Problem
Copy out all the entries exactly.

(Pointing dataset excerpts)

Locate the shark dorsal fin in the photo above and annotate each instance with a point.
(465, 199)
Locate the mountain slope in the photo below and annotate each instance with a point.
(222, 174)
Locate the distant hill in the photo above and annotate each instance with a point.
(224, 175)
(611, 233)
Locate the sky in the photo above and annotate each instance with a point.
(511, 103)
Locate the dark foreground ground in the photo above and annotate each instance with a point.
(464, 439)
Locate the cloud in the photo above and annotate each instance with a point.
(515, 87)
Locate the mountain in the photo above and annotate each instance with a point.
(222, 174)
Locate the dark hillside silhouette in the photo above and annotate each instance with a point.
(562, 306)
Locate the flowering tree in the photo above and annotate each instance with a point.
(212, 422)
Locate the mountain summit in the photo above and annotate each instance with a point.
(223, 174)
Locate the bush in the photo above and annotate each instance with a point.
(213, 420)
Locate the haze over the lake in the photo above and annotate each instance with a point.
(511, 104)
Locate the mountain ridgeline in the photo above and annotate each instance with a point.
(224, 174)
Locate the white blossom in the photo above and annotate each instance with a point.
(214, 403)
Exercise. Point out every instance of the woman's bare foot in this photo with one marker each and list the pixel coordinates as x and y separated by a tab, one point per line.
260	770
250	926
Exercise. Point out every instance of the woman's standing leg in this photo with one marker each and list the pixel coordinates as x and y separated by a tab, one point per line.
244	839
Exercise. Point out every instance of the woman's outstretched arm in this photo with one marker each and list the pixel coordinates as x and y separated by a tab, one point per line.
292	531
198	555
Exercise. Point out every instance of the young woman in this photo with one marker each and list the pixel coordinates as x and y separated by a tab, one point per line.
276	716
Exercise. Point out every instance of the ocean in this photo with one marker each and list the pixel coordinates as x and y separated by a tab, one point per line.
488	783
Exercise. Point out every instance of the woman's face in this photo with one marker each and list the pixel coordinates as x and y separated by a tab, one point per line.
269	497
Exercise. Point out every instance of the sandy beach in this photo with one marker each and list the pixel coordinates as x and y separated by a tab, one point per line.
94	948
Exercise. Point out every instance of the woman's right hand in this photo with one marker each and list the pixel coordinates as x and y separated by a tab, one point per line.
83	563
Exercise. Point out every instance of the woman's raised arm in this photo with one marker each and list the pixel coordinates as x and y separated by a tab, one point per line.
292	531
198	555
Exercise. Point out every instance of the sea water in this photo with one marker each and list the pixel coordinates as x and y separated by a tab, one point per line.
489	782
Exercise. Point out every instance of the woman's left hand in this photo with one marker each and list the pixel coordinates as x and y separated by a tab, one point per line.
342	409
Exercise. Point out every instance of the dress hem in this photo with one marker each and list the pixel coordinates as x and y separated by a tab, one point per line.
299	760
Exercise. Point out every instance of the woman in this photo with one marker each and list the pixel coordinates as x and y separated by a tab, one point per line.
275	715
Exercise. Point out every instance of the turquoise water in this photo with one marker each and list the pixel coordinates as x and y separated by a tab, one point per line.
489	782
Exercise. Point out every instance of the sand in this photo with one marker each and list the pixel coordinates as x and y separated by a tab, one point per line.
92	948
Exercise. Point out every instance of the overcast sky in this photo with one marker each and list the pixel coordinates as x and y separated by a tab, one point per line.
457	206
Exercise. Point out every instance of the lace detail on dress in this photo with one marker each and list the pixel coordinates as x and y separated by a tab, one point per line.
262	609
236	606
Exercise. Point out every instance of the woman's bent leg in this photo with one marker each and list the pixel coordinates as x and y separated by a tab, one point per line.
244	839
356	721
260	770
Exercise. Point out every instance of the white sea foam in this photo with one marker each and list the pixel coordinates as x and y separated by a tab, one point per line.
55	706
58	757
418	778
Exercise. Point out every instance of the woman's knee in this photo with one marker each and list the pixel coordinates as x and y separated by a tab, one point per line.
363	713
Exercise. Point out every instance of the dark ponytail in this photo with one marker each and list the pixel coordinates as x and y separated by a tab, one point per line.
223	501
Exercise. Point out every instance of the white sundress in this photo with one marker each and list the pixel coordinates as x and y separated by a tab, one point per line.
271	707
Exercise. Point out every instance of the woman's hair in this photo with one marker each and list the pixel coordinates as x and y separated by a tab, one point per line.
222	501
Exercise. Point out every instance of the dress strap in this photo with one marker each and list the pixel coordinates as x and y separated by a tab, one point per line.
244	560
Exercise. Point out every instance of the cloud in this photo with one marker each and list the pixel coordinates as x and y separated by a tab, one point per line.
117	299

Solution
Locate the shark dorsal fin in the photo above and annotate each instance with a point.
(465, 199)
Locate the mountain slope in the photo below and annotate each instance with a point.
(222, 174)
Locate the distant hill in the photo above and annotate each instance with a point.
(224, 175)
(611, 233)
Locate the sky in the photo above and annotate each instance with a point.
(511, 103)
Locate the dark foreground ground in the photo above and annotate each instance with a point.
(464, 439)
Locate the cloud in the photo above and annotate each instance with a point.
(515, 87)
Locate the mountain in the photo above and annotate each instance with a point.
(222, 174)
Locate the dark hillside silhouette in the photo above and annotate each instance with a point.
(562, 306)
Locate the flowering tree in the photo above and annotate each instance with a point.
(212, 422)
Locate the mountain summit in the photo above and annotate each instance with a point.
(223, 174)
Locate the bush in the photo above and annotate each instance with a point.
(213, 420)
Locate the haze over the lake in the photo above and annotate each instance with a point.
(511, 104)
Locate the mountain ridgeline in the photo above and annotate each instance with a point.
(224, 174)
Locate the white blossom in the photo above and annotate each instance with a point.
(214, 403)
Exercise. Point out every instance of the woman's bare foot in this photo with one marker each and list the pixel coordinates as x and y separated by a tab, one point per line.
260	770
250	926
Exercise. Point out every instance of the woman's standing leg in this photo with one marker each and list the pixel coordinates as x and y separated by a tab, one point per line.
244	839
Exercise. Point out every instance of the woman's outstretched arm in this photo with one marker each and list the pixel coordinates as x and y separated by a tab, one point per line.
292	531
198	555
Exercise. Point out every instance of the young woman in this photo with one marker each and list the pixel coordinates as x and y separated by a tab, one point per line.
276	716
Exercise. Point out every instance of the ocean in this photo with one marker each and list the pixel coordinates as x and y separated by a tab, one point per line.
488	783
Exercise. Point out every instance of the woman's face in this photo with one marker each and list the pixel coordinates as x and y separated by a tab, one point per line.
269	497
Exercise. Point out every instance of the sandy beach in this photo with one marker each and list the pixel coordinates as x and y separated by a tab, one point per line.
94	948
Exercise. Point out every instance of the woman's right hand in this photo with one marker each and list the pixel coordinates as x and y separated by a tab, one point per line.
83	563
Exercise. Point out every instance of the woman's raised arm in this photo with one marker each and list the pixel coordinates as x and y separated by a tab, one point per line.
292	531
198	555
Exercise. Point out every instance of the sea water in this photo with one marker each and list the pixel coordinates as x and y separated by a tab, one point per line.
489	782
Exercise. Point out every instance of the woman's left hand in this photo with one marker each and list the pixel coordinates as x and y separated by a tab, one point per line.
342	409
Exercise. Point out every instance of the dress hem in this photo with one marker each and list the pixel coordinates as x and y separated by a tab, one point per line.
299	760
Exercise. Point out every instance of the woman in this photo with one marker each and list the pixel coordinates as x and y separated by a tab, one point per line.
275	715
Exercise. Point out every instance of the turquoise water in this photo with one marker each and list the pixel coordinates as x and y separated by a tab, one point per line.
489	782
Exercise. Point out every instance of the sand in this photo with one marker each and list the pixel coordinates as x and y separated by a tab, one point per line.
92	948
Exercise. Point out every instance of the overcast sky in this photo with one marker each and list the pixel coordinates as x and y separated by a tab, one point per line.
457	206
Exercise. Point out every instance of the lace detail on dress in this photo with one marker each and list the pixel coordinates as x and y separated by a tab, one point per line.
262	609
236	606
Exercise. Point out every instance of the woman's bent leg in this photo with one marker each and list the pixel coordinates as x and y separated by a tab, one point per line.
244	839
356	721
260	770
Exercise. Point out every instance of the white sea foam in this photo with one marker each and list the pixel coordinates as x and y separated by a tab, one point per line.
55	706
58	757
418	778
Exercise. Point out every instance of the woman's knee in this photo with one marker each and list the pixel coordinates as x and y separated by a tab, one point per line.
363	713
Exercise. Point out every instance of the dark ponytail in this photo with one marker each and list the pixel coordinates as x and y separated by a tab, one point per line.
223	501
Exercise. Point out every instance of the white sundress in this photo with one marker each and list the pixel coordinates as x and y separated by a tab, one point per line.
271	707
Exercise. Point out every instance of the woman's hair in this photo with one marker each and list the pixel coordinates as x and y separated by a tab, one point per line.
222	501
Exercise. Point out every instance of the dress strap in this photo with one marker each and list the pixel coordinates as x and y separated by a tab, one point per line.
244	560
Exercise. Point out every instance of the cloud in this photo with one marker each and list the pixel coordinates as x and y separated by a tab, one point per line.
117	299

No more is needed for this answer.